::: Document text

Revealed: How Man United's first XI should look next season if Sir Alex wants to win the league

The greatest talent any manager can possess is to realise the need for change before anybody else notices.

And while Manchester United can still end the season as champions, Sir Alex Ferguson did not become the greatest manager in British football history by chance.

Fergie's decision to start planning for a major revamp of the Old Trafford squad is yet another example of his insight - and desire to keep on doing what he does best.

If the Laird of Old Trafford was thinking about quitting this summer, he would not be bothered about the inheritance he will be passing on to his successor.

Ferguson, unquestionably, would prefer to go out on a  bang, and that means creating one last great United team before he accepts that Time is the one opponent that can never be beaten.

United have already landed Fulham centre-half Chris Smalling and Mexican striker Javier Hernandez for next term, setting out an agenda for reform.

It seems hard to believe Dimitar Berbatov, Michael Carrick or Ben Foster will still be United players next season, while Gary Neville, Ryan Giggs and Paul Scholes know they will be sliding into reduced roles.

And there will doubtless be at least two more arrivals, with some of the £80million received from Real Madrid for Cristiano Ronaldo last summer still available to be spent.

::::::
::: Provided data

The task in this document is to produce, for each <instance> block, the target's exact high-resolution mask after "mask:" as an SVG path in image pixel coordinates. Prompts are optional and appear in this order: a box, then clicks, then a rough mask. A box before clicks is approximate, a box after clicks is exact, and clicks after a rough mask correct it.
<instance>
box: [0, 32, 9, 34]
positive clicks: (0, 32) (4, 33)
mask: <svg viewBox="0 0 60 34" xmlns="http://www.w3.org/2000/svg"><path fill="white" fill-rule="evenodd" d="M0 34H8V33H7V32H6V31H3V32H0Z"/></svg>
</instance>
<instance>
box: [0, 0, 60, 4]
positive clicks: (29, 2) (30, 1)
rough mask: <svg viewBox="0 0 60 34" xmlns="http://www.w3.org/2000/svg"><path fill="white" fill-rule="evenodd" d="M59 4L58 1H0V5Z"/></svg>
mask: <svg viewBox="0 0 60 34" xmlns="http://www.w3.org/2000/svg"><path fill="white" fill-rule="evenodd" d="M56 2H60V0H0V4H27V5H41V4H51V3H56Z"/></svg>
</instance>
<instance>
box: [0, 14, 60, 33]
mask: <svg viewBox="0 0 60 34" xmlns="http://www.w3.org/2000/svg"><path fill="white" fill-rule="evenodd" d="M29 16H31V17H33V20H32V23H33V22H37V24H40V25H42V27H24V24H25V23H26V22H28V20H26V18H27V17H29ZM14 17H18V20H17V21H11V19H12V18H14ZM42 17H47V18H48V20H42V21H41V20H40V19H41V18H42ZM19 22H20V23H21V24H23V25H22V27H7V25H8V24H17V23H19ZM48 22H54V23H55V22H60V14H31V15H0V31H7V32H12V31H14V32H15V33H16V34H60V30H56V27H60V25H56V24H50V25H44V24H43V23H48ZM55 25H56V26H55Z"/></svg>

::::::

[Problems and tasks]
1. Translate this sentence from the Manchester United article into Spanish: "The greatest talent any manager can possess is to realise the need for change before anybody else notices."
2. Swap "Fulham" for "Blackburn" in the Manchester United article and write out the passage from "If the Laird" up to and including "into reduced roles.".
3. Finish out the next part of the article on Manchester United's plans for next season, picking up after its final sentence.

[Response list]
1. El mayor talento que puede tener cualquier entrenador es darse cuenta de la necesidad de cambio antes de que nadie más lo note.

2.
If the Laird of Old Trafford was thinking about quitting this summer, he would not be bothered about the inheritance he will be passing on to his successor.

Ferguson, unquestionably, would prefer to go out on a  bang, and that means creating one last great United team before he accepts that Time is the one opponent that can never be beaten.

United have already landed Blackburn centre-half Chris Smalling and Mexican striker Javier Hernandez for next term, setting out an agenda for reform.

It seems hard to believe Dimitar Berbatov, Michael Carrick or Ben Foster will still be United players next season, while Gary Neville, Ryan Giggs and Paul Scholes know they will be sliding into reduced roles.

3.
United need an attacking midfielder - Spurs will not part lightly with Luca Modric - and a new lead striker to help carry some of the burden which Wayne Rooney has somehow held up almost single-handedly this term, perhaps Valencia's want-away superstar David Villa.

What it means is a different United, a younger, hungrier version - a team that can fulfil Ferguson's final footballing wish.

Indeed, United's first-choice 11 next term could look something like: Van Der Sar; Rafael, Ferdinand, Vidic, Evra; Valencia, Fletcher, Modric, Obertan; Rooney, Villa. With a bench of Kuszczak, Fabio, Smalling, Gibson, Nani, Park, Hernandez.

Better than this season? Probably. The best yet? Unlikely.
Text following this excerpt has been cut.